Reproduce the records starting at the line containing "Return the outline of every instance of the metal" and ending at the last line of the records, scaling every polygon vertex coordinate in the answers by 2.55 and rounding each result to a whole number, with halves rounded up. Leave all other text unchanged.

Collected data entries

↓↓↓

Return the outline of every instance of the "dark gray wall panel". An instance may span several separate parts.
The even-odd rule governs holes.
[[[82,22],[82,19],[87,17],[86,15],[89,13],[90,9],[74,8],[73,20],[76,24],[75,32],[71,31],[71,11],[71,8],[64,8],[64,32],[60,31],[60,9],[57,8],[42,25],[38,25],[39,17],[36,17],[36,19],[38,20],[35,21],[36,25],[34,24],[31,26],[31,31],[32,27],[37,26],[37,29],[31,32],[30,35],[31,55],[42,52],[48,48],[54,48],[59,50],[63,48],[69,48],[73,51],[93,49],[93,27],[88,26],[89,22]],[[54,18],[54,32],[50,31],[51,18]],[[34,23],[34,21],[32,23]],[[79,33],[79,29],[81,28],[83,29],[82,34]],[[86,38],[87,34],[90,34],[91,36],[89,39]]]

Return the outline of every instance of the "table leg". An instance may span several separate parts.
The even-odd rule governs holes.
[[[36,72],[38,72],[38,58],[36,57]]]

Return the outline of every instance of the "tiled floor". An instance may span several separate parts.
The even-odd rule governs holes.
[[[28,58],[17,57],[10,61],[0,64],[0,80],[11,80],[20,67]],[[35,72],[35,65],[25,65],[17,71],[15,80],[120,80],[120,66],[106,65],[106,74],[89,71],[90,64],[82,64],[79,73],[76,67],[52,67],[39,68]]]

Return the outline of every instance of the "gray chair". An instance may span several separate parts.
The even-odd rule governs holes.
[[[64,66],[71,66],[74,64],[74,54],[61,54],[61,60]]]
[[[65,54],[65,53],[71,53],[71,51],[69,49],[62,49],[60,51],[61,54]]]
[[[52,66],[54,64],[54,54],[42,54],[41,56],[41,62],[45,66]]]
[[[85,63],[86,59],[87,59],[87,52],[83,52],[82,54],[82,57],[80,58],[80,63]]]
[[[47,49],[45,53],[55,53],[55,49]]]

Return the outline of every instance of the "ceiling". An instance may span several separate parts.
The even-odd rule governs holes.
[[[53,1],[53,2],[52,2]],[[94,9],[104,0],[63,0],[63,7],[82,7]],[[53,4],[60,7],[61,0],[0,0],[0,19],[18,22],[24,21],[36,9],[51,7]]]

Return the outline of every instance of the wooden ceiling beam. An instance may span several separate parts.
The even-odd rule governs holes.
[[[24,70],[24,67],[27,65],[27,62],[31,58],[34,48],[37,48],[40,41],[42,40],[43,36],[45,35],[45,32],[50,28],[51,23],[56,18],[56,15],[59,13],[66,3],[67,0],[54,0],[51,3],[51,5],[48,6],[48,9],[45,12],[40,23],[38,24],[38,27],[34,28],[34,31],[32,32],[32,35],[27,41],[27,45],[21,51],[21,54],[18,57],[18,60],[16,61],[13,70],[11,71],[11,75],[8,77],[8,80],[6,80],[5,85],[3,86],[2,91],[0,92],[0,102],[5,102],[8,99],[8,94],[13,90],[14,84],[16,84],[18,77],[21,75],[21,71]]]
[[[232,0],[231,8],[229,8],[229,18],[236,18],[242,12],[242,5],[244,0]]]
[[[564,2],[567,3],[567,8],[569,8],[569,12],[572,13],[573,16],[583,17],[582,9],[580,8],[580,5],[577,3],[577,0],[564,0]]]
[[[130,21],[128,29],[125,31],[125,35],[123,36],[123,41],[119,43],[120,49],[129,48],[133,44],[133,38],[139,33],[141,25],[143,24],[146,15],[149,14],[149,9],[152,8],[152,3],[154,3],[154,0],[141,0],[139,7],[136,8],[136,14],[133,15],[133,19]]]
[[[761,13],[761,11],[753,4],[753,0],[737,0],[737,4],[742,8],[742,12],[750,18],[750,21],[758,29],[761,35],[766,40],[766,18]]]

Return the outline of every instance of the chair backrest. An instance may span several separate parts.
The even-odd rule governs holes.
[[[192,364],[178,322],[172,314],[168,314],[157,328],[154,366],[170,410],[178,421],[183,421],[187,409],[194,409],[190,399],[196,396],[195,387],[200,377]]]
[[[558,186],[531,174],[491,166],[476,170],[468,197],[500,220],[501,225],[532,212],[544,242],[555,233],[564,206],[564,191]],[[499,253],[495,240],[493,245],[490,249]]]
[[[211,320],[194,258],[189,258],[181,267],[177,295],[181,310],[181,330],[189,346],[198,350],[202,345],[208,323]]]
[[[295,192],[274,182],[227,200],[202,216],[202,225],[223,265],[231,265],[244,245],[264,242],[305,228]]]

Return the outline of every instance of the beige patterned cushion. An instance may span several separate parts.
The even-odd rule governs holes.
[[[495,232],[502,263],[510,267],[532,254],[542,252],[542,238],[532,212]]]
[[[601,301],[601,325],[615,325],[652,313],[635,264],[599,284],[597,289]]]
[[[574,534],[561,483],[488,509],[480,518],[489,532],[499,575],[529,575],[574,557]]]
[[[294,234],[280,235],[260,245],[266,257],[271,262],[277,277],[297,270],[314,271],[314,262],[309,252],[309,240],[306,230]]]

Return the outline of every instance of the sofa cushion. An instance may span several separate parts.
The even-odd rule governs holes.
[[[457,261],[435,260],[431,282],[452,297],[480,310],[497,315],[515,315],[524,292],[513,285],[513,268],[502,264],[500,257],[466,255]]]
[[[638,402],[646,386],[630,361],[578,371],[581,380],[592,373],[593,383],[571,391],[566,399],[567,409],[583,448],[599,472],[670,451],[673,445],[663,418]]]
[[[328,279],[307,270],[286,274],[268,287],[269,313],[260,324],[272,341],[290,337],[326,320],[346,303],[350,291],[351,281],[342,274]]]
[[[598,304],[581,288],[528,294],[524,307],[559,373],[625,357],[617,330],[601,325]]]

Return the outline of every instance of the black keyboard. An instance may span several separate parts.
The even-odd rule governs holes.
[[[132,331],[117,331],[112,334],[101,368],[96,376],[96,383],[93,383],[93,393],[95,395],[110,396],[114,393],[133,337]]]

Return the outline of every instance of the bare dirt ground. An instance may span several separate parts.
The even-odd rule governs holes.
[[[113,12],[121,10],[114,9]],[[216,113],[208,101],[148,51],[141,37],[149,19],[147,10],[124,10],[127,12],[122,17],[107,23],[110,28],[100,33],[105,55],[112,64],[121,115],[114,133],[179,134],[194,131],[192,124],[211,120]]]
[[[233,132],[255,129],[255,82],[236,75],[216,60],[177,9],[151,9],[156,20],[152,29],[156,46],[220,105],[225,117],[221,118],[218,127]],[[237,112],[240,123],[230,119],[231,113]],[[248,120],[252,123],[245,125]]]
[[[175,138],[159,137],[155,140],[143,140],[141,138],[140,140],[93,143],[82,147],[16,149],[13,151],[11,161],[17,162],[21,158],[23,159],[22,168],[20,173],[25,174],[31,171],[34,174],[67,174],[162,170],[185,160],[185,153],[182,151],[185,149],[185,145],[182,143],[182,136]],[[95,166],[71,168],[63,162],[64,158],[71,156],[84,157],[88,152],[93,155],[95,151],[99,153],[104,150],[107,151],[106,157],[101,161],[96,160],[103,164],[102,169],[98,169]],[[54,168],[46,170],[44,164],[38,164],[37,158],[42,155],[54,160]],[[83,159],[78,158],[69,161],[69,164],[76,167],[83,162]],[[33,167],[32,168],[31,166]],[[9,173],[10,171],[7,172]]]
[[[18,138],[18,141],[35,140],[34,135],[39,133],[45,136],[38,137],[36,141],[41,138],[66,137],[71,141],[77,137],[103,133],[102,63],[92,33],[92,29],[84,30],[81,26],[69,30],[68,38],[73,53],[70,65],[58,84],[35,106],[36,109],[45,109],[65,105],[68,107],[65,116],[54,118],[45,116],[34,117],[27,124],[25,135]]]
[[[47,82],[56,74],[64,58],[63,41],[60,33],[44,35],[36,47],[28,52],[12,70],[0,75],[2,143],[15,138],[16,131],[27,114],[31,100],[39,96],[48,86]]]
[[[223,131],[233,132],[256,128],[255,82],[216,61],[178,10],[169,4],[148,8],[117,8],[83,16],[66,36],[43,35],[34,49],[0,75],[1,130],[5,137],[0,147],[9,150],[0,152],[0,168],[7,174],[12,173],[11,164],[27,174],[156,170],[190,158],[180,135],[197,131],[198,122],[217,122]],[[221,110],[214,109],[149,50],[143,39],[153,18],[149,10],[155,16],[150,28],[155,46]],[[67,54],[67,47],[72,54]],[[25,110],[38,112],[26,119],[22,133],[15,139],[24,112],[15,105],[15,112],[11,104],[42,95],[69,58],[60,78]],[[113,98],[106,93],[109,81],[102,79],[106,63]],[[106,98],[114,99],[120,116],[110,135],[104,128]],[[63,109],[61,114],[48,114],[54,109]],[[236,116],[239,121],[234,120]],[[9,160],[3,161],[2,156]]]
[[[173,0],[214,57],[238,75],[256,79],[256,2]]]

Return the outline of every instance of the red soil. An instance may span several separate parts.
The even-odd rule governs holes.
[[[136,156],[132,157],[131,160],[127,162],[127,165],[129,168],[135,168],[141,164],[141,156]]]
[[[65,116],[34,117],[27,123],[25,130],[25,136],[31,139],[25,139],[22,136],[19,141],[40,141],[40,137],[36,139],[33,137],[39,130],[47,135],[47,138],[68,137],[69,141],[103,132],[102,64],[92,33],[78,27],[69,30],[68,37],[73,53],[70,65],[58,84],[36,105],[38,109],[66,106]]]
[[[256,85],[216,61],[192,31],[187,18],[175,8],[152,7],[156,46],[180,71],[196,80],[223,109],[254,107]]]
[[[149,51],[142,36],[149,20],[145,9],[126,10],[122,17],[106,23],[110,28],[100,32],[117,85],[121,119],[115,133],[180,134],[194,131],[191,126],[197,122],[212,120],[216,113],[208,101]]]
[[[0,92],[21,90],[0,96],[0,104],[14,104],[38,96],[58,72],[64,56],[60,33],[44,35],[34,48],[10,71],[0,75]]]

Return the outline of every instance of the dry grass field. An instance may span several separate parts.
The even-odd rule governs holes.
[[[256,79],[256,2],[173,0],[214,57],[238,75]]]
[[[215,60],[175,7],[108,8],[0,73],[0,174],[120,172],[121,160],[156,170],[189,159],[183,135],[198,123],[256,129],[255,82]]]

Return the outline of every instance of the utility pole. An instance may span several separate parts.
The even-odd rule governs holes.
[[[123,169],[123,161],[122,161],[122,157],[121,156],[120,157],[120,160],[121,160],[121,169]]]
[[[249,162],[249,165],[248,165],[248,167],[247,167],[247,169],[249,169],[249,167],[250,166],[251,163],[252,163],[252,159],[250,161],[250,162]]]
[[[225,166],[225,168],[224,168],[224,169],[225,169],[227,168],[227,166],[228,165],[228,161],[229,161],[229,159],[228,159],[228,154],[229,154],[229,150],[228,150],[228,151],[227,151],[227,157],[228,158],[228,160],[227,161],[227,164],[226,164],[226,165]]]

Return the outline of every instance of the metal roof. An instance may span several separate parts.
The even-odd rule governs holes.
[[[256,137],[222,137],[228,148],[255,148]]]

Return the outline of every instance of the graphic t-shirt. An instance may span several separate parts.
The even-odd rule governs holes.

↑↑↑

Output for this exercise »
Return the outline of every instance of the metal roof. An instance may span several separate parts.
The even-odd rule governs holes.
[[[653,349],[566,349],[581,377],[650,377]]]

Return the outline of every instance of the graphic t-shirt. An instance may span several separate parts.
The even-odd rule governs holes.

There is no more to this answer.